Exercise directions → Show every line of the records below that contains the word "step", copying each such line unchanged.

Excerpts from point annotation data →
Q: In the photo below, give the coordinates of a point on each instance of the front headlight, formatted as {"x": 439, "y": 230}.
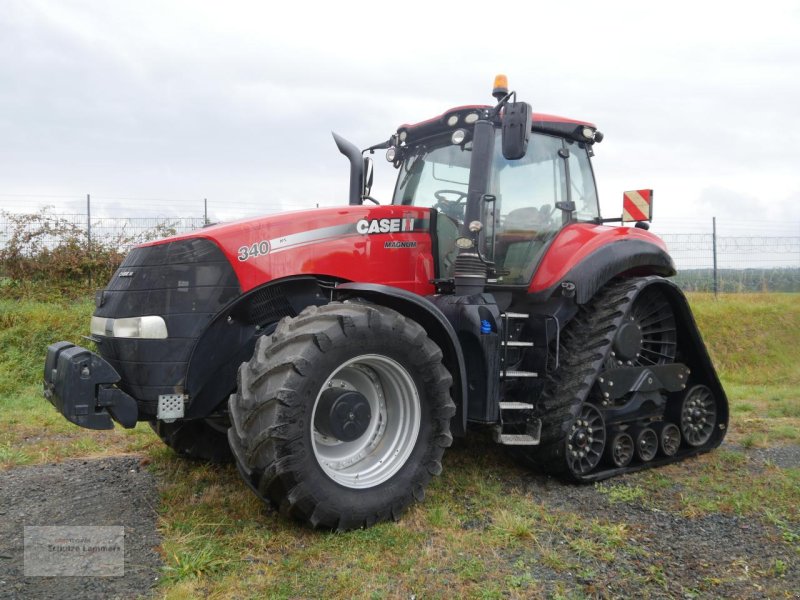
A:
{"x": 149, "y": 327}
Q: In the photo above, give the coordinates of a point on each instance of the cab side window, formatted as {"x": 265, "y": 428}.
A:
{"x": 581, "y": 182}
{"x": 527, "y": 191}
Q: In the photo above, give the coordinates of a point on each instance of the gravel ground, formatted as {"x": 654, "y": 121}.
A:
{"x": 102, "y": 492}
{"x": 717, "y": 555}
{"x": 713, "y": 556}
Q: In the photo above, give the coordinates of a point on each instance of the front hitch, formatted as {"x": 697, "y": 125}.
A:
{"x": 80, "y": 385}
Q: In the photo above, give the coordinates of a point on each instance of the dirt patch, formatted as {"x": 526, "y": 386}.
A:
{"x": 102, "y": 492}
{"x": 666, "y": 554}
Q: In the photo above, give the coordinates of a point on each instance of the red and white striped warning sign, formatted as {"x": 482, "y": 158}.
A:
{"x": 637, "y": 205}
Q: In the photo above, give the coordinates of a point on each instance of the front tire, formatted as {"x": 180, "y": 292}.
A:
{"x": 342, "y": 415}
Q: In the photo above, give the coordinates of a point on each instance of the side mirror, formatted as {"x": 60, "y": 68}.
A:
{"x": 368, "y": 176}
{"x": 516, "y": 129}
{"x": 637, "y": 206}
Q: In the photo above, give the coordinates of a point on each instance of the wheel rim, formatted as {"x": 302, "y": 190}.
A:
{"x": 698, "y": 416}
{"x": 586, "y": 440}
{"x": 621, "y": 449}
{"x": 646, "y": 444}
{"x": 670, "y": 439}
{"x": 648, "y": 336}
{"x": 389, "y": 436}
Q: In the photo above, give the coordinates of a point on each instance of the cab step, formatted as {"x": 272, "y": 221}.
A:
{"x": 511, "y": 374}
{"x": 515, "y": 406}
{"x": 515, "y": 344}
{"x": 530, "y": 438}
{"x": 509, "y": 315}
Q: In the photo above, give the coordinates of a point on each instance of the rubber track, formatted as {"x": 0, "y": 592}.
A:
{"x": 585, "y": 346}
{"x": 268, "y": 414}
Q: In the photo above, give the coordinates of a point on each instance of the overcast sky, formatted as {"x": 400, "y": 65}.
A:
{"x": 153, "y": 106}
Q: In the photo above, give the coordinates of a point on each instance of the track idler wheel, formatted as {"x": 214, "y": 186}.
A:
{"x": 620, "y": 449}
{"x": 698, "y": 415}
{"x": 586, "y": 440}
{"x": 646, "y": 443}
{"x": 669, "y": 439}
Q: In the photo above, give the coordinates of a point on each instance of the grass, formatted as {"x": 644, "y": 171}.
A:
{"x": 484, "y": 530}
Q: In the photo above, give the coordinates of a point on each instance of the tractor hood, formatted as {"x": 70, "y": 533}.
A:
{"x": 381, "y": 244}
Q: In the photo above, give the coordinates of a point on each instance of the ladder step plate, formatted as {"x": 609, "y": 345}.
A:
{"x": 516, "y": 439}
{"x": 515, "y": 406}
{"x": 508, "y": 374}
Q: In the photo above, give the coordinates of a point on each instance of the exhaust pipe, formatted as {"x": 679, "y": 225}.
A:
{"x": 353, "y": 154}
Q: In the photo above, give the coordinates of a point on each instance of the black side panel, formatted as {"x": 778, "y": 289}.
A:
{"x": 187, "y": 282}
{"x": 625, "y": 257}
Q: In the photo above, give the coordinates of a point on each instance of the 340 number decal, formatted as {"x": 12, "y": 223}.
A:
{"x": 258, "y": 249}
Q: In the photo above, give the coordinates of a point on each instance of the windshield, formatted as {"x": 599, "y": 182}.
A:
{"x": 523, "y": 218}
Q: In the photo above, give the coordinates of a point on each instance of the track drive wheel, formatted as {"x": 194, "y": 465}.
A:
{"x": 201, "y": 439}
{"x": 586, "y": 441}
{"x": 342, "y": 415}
==
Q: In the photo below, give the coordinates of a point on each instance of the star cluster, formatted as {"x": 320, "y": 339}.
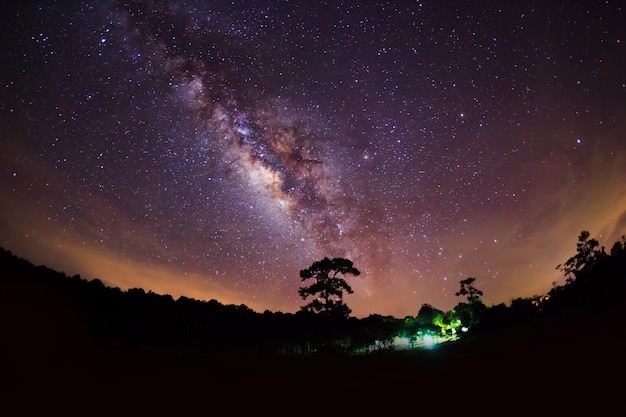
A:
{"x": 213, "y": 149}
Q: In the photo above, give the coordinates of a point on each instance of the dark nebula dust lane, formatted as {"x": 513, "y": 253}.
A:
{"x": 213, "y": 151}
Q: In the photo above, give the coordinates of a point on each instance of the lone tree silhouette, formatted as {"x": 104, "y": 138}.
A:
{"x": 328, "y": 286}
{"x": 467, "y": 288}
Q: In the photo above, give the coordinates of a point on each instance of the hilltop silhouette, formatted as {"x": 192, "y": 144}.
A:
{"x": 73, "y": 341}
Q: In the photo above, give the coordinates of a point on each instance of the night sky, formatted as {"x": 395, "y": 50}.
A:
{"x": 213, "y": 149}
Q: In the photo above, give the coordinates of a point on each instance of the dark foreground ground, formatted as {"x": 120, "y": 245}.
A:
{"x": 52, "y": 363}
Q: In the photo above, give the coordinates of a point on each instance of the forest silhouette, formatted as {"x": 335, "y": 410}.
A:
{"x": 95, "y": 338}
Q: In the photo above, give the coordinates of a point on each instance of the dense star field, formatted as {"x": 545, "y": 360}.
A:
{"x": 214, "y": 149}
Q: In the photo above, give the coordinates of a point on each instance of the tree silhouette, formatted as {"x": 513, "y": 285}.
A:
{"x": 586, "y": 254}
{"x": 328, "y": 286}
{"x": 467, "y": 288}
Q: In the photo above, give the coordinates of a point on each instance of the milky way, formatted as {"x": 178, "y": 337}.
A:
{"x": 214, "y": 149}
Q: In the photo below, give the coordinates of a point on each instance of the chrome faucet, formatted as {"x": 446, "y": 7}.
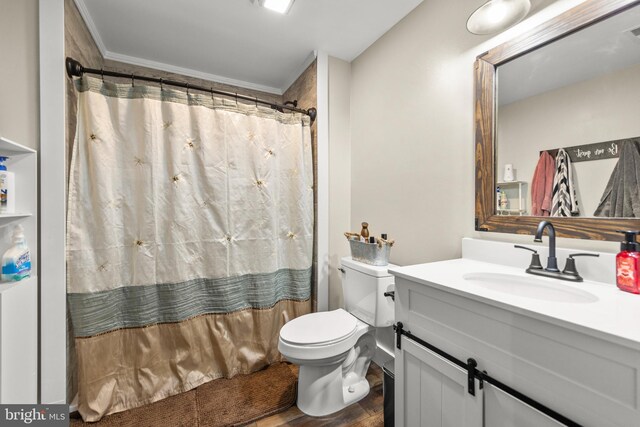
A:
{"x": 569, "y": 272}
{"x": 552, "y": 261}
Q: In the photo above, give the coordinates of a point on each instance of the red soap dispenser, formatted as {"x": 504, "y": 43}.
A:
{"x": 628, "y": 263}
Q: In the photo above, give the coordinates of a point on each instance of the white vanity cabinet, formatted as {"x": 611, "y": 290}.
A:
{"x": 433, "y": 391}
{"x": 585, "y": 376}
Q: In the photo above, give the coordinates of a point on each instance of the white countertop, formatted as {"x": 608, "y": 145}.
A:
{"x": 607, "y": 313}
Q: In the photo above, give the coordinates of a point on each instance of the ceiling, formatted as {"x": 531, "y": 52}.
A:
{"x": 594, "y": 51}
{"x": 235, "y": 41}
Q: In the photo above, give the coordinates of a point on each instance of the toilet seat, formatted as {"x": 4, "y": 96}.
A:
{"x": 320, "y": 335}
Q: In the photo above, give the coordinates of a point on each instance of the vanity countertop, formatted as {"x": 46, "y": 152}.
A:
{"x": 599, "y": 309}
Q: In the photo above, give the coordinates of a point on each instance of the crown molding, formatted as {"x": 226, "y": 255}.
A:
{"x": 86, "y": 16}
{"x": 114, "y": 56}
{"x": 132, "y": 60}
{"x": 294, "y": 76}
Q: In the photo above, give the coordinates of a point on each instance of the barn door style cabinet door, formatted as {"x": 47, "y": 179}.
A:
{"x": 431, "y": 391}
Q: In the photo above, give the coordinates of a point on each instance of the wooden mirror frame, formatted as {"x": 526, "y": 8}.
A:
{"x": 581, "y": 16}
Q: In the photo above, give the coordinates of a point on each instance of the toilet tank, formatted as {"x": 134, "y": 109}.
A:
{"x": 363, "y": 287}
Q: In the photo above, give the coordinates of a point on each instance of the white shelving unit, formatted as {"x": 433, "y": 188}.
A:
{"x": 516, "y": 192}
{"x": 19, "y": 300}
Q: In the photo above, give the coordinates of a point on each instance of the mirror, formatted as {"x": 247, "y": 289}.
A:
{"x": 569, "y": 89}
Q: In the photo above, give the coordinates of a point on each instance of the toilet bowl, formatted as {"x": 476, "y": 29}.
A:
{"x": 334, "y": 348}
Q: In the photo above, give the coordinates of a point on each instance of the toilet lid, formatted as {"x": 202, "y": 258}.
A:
---
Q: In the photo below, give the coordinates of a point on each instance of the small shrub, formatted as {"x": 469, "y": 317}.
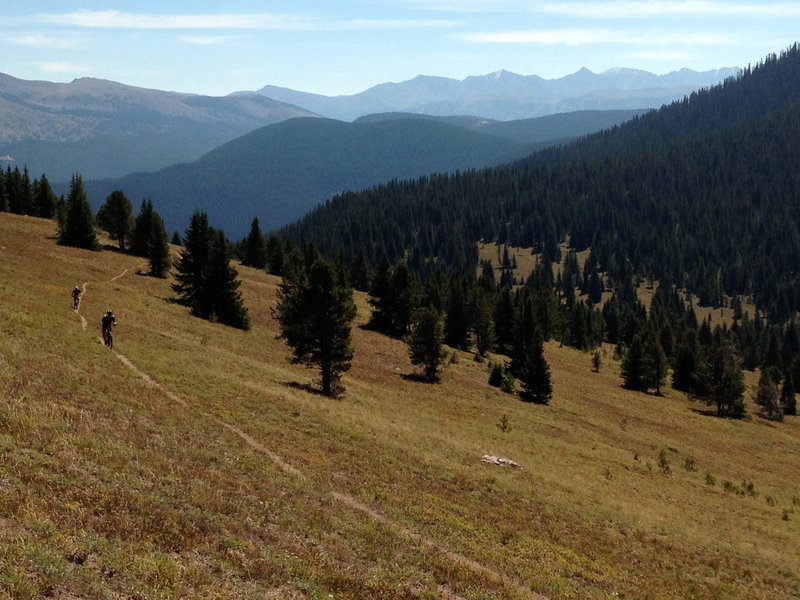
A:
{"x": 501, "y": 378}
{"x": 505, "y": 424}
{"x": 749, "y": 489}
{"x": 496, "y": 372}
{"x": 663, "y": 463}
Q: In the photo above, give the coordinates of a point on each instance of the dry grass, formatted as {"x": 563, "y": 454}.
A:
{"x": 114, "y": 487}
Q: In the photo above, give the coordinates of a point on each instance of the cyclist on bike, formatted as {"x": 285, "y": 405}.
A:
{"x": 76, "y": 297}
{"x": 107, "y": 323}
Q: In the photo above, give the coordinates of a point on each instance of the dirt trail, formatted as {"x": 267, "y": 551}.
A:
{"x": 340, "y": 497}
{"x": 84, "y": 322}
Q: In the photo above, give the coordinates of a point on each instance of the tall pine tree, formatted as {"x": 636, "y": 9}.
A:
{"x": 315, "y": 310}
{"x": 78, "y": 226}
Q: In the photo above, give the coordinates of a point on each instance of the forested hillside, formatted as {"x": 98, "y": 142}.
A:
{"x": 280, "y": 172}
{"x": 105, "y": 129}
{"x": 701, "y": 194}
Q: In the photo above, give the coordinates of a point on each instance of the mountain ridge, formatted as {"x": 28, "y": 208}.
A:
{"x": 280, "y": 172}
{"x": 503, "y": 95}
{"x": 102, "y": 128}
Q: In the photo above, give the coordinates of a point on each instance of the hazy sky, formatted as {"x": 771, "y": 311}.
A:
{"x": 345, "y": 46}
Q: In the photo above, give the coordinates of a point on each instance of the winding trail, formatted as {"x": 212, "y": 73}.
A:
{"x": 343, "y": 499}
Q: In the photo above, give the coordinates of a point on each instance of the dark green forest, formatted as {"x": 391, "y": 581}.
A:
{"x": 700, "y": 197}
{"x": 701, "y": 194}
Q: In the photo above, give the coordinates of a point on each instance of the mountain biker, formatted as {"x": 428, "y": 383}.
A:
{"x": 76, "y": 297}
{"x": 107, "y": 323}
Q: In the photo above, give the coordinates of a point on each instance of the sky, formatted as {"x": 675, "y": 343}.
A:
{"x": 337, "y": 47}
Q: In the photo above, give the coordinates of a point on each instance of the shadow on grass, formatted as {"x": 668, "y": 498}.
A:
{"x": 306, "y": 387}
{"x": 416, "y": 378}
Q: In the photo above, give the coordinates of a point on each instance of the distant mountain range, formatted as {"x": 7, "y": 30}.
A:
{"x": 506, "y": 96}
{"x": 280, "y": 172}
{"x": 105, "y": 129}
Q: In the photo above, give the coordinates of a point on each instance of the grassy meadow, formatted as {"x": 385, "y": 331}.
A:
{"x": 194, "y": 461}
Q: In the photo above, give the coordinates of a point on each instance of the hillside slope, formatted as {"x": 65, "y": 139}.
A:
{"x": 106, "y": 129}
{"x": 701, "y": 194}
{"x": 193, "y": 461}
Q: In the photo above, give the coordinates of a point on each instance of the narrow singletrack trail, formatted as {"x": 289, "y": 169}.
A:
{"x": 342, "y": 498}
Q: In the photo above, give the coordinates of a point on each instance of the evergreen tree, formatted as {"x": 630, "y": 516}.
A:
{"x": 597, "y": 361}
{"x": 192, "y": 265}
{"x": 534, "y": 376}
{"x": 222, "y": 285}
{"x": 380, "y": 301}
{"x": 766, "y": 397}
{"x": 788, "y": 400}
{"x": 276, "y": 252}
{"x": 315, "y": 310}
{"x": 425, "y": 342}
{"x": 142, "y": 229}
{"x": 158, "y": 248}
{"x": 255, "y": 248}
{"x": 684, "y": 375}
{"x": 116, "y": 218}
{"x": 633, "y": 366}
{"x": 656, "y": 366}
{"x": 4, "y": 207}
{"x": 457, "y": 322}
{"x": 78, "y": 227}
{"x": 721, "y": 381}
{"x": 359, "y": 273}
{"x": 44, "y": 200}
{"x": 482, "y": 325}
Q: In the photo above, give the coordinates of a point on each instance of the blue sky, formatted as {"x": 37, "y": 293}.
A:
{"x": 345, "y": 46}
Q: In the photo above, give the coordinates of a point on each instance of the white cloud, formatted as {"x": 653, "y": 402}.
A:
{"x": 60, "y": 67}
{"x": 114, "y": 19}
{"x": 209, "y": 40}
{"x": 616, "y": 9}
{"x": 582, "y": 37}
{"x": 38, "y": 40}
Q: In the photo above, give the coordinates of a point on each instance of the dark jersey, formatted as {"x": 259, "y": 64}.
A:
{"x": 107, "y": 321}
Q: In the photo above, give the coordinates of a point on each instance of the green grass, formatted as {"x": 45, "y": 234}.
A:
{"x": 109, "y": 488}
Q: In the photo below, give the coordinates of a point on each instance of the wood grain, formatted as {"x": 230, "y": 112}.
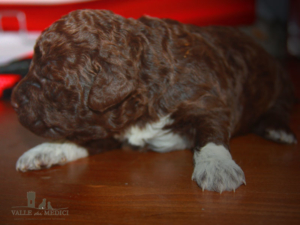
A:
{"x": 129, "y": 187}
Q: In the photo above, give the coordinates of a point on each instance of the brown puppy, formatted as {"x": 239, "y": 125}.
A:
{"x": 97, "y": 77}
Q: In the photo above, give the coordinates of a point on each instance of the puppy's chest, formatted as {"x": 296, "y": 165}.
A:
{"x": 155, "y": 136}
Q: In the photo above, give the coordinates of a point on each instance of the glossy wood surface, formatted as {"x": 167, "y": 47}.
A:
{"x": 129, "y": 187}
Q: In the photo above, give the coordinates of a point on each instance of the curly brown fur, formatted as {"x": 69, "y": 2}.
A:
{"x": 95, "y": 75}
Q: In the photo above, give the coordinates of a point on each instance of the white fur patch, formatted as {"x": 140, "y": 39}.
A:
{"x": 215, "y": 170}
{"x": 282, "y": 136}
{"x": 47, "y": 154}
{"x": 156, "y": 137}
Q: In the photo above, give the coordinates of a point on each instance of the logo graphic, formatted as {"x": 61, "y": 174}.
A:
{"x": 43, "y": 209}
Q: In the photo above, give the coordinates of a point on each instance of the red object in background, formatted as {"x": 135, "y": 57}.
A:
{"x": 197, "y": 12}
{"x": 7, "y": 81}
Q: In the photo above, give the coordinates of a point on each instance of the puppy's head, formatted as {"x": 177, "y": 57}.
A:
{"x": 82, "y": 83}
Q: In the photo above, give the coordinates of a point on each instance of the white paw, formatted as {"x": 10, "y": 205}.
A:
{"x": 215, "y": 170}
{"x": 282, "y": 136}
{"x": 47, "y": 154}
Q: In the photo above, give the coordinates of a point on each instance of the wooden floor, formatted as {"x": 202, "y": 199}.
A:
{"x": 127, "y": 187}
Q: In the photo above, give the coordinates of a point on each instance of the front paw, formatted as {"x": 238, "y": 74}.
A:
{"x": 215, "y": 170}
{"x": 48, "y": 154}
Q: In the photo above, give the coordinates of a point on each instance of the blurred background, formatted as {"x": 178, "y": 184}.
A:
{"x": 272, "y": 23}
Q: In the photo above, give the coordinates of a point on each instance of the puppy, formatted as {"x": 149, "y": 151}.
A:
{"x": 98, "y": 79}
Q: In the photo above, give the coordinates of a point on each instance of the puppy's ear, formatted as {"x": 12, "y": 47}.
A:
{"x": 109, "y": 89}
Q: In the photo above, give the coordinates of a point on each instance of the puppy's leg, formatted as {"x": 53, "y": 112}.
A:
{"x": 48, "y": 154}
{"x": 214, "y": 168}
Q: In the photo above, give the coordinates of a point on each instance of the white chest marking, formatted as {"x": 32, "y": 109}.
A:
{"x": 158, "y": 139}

Final answer →
Q: In the photo above, give the coordinates of a point on each instance of the cab step, formatted as {"x": 272, "y": 221}.
Q: In the photo above, give the coordinates of a point on each instance of the ladder step plate, formatted as {"x": 609, "y": 345}.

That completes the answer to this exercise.